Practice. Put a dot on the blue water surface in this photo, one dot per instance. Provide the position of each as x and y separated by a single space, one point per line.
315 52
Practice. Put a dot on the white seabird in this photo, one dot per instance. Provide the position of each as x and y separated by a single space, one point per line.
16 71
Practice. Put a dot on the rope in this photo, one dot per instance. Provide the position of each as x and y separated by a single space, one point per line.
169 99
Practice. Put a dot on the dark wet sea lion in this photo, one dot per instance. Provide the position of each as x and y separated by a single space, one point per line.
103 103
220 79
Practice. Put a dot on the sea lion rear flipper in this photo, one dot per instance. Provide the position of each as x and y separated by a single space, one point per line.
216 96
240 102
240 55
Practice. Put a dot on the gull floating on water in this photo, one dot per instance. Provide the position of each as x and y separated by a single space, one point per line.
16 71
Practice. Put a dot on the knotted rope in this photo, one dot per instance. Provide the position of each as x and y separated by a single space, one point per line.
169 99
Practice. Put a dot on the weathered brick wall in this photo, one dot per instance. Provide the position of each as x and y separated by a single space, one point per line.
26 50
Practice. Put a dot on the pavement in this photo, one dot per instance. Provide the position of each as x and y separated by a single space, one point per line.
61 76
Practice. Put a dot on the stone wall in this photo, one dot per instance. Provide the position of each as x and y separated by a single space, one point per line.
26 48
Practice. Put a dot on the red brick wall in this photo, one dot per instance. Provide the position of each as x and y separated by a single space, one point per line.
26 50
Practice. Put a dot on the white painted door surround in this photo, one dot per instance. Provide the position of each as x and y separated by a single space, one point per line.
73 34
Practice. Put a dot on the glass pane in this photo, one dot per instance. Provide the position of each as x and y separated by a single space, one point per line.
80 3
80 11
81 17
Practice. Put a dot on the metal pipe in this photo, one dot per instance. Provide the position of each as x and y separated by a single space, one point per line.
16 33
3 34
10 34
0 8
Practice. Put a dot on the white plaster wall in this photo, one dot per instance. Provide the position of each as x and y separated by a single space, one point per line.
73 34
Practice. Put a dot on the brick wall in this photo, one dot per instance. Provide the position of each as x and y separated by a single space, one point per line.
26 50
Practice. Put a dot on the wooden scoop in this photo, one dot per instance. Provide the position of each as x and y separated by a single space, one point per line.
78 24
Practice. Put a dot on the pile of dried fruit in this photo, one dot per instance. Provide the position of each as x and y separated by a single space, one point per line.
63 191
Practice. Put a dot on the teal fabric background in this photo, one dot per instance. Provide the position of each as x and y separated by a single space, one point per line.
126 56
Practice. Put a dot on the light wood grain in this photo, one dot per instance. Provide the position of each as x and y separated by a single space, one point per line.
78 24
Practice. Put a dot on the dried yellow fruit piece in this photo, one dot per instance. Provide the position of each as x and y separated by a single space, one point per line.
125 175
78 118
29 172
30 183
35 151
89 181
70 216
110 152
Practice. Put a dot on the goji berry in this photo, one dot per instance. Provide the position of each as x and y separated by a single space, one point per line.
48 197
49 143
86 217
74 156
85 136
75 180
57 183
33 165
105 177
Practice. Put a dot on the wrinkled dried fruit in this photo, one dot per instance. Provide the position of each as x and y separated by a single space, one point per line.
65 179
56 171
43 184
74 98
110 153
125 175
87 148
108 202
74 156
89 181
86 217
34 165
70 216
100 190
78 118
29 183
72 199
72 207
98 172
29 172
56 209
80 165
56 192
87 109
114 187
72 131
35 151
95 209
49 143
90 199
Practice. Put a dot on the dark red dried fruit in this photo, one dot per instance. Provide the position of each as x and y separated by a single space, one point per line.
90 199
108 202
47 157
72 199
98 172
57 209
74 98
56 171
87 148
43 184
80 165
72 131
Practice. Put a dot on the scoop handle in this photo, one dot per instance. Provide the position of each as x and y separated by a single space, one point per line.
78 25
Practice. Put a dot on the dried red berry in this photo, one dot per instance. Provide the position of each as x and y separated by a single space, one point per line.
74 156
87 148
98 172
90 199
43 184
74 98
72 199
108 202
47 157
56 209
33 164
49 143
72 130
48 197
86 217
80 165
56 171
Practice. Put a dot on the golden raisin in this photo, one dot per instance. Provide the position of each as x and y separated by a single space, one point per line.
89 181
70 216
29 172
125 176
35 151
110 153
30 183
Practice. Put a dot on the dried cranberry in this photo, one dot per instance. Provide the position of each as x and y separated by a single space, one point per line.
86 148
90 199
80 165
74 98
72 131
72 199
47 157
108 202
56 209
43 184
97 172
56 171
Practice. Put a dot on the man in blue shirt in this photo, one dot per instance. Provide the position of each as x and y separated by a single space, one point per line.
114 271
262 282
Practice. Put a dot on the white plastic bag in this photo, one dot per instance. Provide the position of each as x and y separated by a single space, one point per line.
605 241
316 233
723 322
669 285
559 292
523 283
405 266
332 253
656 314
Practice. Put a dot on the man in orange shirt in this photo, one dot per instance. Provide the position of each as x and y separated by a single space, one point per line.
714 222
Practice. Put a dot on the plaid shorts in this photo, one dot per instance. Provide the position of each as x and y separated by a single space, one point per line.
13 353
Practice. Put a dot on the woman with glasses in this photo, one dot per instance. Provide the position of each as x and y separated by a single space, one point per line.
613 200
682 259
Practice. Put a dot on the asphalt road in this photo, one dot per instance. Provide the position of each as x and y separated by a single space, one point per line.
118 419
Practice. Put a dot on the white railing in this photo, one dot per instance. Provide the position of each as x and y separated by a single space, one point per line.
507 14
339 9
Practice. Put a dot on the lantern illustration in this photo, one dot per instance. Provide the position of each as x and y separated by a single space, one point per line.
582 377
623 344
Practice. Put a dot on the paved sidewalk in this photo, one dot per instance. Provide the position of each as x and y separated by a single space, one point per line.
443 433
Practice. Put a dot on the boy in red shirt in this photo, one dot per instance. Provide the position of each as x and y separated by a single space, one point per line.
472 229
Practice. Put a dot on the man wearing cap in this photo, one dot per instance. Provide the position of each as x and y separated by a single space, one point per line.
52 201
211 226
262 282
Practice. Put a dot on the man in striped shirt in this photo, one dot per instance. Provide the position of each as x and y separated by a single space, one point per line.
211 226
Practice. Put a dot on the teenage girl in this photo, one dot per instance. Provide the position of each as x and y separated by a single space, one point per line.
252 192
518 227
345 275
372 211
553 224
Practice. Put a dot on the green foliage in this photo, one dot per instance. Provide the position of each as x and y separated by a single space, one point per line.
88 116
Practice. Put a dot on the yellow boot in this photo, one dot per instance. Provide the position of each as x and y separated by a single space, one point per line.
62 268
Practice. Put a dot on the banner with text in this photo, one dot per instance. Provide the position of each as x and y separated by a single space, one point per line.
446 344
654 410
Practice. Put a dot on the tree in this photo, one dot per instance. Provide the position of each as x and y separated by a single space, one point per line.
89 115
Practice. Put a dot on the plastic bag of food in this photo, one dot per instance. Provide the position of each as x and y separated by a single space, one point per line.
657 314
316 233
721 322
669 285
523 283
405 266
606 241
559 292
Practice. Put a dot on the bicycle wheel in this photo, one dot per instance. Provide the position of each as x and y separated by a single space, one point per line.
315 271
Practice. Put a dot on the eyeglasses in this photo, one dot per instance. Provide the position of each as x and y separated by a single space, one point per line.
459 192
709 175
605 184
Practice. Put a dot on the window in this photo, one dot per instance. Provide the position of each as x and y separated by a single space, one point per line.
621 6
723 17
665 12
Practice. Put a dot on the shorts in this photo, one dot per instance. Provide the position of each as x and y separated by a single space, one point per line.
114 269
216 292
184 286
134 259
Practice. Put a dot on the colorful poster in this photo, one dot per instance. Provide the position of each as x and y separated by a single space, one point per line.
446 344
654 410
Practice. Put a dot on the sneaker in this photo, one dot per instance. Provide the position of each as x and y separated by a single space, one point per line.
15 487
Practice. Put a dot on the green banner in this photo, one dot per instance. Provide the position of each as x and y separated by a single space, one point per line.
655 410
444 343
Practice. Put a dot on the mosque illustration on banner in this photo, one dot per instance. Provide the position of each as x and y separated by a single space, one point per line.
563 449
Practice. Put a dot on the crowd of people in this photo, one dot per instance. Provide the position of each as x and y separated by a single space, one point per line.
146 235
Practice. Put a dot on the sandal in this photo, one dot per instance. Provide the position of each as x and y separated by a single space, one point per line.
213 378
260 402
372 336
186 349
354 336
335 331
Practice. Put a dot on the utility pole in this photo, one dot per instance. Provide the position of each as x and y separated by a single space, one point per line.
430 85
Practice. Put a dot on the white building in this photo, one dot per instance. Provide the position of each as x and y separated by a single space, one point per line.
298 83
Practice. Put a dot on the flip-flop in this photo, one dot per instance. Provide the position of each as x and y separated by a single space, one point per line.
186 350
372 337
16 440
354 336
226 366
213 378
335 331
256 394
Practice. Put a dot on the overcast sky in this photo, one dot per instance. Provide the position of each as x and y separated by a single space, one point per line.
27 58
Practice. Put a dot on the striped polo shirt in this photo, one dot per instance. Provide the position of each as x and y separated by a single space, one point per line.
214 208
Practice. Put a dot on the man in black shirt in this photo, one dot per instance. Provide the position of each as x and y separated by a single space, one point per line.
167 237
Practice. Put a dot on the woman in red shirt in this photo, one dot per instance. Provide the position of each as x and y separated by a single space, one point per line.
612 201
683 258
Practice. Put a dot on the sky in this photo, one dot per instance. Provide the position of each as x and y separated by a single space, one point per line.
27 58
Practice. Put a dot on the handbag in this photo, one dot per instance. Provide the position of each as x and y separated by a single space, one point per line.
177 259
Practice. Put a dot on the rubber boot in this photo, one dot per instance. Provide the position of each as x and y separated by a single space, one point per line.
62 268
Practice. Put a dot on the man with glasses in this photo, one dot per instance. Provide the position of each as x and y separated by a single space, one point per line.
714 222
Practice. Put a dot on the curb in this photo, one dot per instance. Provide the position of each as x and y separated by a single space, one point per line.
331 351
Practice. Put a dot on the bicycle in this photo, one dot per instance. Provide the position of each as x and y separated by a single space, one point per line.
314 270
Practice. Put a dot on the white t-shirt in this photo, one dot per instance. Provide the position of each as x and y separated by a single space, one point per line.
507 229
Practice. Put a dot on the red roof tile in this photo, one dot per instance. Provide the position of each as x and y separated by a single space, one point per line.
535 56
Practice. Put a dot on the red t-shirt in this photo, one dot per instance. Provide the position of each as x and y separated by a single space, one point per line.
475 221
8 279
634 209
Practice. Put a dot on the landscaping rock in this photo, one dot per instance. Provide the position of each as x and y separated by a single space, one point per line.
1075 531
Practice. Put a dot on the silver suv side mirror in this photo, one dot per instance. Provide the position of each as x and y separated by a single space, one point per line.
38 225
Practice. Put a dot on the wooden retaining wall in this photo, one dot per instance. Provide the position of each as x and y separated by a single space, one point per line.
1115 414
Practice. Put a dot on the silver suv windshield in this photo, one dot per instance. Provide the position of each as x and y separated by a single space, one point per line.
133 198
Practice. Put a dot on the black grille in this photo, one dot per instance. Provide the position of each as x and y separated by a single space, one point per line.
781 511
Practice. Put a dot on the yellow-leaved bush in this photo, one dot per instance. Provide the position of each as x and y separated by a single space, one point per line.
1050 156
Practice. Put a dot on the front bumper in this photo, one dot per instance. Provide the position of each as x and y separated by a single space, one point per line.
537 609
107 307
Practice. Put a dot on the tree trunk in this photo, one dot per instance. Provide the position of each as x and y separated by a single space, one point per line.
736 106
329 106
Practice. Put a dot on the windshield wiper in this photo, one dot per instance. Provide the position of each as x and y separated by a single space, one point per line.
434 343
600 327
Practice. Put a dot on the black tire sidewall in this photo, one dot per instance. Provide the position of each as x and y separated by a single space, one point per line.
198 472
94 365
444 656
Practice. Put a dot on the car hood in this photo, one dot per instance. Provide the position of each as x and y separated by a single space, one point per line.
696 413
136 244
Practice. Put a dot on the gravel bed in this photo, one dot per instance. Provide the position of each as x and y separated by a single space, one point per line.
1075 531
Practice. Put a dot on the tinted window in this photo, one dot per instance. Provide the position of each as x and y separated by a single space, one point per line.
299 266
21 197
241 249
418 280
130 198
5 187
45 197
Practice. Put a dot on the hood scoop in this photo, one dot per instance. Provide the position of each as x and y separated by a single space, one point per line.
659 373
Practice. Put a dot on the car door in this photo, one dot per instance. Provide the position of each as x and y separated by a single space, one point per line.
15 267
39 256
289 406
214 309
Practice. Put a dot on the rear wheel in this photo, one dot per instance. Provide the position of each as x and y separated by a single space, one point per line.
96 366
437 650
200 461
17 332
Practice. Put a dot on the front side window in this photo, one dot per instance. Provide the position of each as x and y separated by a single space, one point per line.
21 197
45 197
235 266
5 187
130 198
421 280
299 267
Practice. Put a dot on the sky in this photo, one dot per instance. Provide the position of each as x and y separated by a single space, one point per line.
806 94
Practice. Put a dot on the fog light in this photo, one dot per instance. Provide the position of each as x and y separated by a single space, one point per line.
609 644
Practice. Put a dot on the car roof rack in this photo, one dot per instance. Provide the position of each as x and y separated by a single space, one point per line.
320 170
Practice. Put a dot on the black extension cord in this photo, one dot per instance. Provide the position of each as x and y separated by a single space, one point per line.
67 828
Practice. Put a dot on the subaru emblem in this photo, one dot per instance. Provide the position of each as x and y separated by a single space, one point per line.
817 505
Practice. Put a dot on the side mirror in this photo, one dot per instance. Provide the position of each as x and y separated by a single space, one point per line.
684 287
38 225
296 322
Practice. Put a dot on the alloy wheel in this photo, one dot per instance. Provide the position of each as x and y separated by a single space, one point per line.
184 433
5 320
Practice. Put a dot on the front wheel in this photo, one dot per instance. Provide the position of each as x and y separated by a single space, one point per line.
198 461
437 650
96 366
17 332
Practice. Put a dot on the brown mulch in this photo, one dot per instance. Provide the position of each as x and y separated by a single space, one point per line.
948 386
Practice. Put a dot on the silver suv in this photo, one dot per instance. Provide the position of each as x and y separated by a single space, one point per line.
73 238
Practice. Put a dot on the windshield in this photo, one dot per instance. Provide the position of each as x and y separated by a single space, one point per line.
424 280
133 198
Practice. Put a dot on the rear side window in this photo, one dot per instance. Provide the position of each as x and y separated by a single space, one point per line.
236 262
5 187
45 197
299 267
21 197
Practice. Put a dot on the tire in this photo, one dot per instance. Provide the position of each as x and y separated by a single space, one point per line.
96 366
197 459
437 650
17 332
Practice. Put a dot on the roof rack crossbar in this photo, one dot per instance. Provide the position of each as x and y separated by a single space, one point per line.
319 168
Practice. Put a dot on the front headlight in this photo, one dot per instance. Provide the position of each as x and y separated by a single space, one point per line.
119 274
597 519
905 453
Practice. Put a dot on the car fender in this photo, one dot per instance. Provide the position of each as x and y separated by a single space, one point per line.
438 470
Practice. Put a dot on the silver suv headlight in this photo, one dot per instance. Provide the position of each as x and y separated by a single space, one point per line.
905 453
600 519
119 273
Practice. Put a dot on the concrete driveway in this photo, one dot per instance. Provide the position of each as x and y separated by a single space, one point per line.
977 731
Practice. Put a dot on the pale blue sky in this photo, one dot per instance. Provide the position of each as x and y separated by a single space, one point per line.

------------

_Work required:_ Retype, exactly and only, the lines running from the one with "Practice. Put a dot on the tire" through the final line of the listing above.

_Answer to this exercise:_
Practice. Put a dot on the tire in this photo, one dot per instance. Provide the position of each as x and y separated by a single space, one point per line.
96 366
197 459
437 650
17 332
Practice. Put a dot on the roof rack crossbar in this photo, one dot per instance. Provide the position of each as x and y separated by a single space, one point per line.
319 168
Practice. Put a dot on the front headlight in this photo, one dot per instance. Provide the position of each as x and y separated by a single space, one point per line.
119 274
597 519
905 453
Practice. Put a dot on the car fender in this photo, one dot per instance. Provide the position of each as x and y separated by a single space, one point per line.
438 470
Practice. Put a dot on the silver suv headlight in this photo, one dot per instance. Provide the position of each as x and y separated by a single space, one point per line.
905 453
600 519
119 273
Practice. Put a dot on the concrete driveway in this photo, one dot per instance. Provide the position of each as x and y separated by a single space, one point per line.
977 731
Practice. Put a dot on the pale blue sky in this photo, one dot per instance. Provide the position of each as x and y separated by a single space, one point per line.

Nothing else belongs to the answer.